Phrase grounding data
=== Section Start ===

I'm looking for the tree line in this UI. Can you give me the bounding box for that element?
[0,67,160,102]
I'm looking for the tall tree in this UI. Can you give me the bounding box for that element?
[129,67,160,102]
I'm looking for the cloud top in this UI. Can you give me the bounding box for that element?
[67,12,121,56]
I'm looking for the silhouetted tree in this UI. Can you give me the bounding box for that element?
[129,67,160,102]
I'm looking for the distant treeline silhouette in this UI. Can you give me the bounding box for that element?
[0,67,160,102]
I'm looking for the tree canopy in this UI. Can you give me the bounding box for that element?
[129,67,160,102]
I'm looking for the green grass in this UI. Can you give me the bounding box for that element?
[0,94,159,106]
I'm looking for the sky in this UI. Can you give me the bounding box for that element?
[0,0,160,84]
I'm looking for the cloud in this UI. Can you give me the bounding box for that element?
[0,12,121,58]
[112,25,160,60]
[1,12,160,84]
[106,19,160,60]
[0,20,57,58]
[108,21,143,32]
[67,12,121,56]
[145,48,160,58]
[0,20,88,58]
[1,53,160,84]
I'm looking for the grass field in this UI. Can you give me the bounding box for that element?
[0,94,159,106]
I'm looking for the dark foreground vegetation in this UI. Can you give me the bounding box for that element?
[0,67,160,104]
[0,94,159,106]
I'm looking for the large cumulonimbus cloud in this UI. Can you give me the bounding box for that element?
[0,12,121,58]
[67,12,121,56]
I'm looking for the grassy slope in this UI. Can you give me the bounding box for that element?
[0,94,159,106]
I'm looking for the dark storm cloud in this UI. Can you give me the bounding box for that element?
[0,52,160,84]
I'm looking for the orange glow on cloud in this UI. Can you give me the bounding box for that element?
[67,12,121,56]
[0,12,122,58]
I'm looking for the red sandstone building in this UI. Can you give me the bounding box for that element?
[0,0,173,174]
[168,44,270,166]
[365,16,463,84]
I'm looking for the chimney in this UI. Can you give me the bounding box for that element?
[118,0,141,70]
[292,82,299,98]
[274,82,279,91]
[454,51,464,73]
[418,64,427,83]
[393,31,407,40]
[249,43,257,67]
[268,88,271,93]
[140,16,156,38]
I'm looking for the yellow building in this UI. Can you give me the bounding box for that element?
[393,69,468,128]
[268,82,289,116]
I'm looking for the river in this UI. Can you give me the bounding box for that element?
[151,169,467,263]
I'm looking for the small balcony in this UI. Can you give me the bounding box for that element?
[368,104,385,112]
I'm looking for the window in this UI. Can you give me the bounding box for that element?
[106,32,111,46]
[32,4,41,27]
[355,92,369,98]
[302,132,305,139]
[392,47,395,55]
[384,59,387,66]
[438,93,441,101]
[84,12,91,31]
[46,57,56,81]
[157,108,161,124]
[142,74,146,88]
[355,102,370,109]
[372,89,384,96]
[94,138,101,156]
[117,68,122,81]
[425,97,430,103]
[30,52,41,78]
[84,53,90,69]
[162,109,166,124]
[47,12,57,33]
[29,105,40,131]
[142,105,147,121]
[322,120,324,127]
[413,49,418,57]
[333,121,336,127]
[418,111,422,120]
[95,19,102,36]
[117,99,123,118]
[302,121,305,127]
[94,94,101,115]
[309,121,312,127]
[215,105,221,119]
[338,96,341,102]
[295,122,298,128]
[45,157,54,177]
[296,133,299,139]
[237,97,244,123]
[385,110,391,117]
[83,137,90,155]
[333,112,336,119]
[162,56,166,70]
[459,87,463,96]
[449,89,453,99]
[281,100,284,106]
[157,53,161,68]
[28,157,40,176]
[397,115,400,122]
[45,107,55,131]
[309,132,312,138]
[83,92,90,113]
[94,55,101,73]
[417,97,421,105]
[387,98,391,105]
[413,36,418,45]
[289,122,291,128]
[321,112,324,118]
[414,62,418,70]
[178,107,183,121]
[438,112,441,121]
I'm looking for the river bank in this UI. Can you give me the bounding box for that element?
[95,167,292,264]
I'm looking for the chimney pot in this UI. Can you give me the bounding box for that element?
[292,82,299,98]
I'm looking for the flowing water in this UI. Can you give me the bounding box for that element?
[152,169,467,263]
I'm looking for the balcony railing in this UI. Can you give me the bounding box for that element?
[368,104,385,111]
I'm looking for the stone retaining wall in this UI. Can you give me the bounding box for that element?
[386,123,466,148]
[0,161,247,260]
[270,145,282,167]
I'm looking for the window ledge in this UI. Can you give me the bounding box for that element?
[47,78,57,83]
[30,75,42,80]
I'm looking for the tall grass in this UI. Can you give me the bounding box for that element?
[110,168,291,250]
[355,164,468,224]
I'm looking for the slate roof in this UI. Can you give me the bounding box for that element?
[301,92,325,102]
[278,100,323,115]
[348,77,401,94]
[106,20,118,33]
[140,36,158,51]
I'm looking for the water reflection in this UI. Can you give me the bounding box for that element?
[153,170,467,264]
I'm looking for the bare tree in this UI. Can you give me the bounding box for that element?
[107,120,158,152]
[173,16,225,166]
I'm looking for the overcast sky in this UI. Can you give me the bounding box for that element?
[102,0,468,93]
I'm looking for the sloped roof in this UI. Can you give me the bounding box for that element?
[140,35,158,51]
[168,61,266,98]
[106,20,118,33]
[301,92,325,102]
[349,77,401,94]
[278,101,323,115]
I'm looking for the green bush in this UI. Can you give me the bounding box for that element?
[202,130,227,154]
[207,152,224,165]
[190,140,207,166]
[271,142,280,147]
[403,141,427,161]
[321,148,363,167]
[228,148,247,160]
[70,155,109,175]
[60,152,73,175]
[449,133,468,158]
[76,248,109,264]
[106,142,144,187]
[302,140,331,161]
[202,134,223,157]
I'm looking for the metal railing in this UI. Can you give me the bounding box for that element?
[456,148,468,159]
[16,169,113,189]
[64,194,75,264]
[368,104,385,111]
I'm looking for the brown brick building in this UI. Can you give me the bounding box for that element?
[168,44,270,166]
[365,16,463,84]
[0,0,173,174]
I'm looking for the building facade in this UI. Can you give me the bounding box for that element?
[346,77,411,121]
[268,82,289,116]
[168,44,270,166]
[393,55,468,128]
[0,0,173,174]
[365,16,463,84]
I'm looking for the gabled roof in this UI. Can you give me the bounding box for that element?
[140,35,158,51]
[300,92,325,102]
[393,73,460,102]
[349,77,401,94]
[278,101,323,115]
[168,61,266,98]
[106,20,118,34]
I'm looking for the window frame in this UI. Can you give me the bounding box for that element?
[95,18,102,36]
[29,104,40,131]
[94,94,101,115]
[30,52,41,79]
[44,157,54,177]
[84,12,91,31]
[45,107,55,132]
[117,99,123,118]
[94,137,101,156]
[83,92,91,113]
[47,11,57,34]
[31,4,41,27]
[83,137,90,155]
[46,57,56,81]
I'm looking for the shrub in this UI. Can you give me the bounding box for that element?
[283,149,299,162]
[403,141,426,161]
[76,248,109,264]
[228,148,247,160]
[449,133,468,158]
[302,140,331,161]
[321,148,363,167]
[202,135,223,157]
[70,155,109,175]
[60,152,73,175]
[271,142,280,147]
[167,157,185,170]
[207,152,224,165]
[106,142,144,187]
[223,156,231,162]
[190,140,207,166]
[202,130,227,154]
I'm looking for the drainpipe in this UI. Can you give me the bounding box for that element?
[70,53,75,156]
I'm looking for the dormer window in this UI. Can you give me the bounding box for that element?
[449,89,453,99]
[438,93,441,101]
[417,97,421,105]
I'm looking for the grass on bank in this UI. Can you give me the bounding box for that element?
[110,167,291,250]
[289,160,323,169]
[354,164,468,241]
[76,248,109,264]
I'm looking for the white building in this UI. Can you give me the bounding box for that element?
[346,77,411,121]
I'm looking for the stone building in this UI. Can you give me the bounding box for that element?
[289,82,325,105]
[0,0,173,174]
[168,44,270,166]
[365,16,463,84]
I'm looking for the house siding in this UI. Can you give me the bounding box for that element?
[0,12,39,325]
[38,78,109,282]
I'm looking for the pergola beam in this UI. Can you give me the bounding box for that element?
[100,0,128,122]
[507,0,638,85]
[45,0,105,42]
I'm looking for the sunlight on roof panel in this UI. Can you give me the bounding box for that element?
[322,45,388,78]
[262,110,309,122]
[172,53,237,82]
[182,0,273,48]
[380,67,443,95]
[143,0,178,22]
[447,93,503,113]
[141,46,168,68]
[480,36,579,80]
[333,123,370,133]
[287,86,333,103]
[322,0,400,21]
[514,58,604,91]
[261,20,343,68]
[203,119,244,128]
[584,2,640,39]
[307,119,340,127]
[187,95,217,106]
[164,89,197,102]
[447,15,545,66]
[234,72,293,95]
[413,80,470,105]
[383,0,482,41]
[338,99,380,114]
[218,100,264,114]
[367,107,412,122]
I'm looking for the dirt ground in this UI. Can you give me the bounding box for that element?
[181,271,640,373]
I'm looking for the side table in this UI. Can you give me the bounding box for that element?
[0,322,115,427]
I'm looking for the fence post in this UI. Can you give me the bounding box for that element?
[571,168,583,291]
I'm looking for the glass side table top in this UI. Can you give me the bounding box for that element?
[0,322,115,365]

=== Section End ===

**TASK GOAL**
Set down exactly what runs from the line with "I'm looking for the glass" to the last line of the data above, including both of those lines and no others.

**TASK ANSWER**
I'm looking for the glass side table top in this UI. Can you give me the bounding box for that element?
[0,322,115,365]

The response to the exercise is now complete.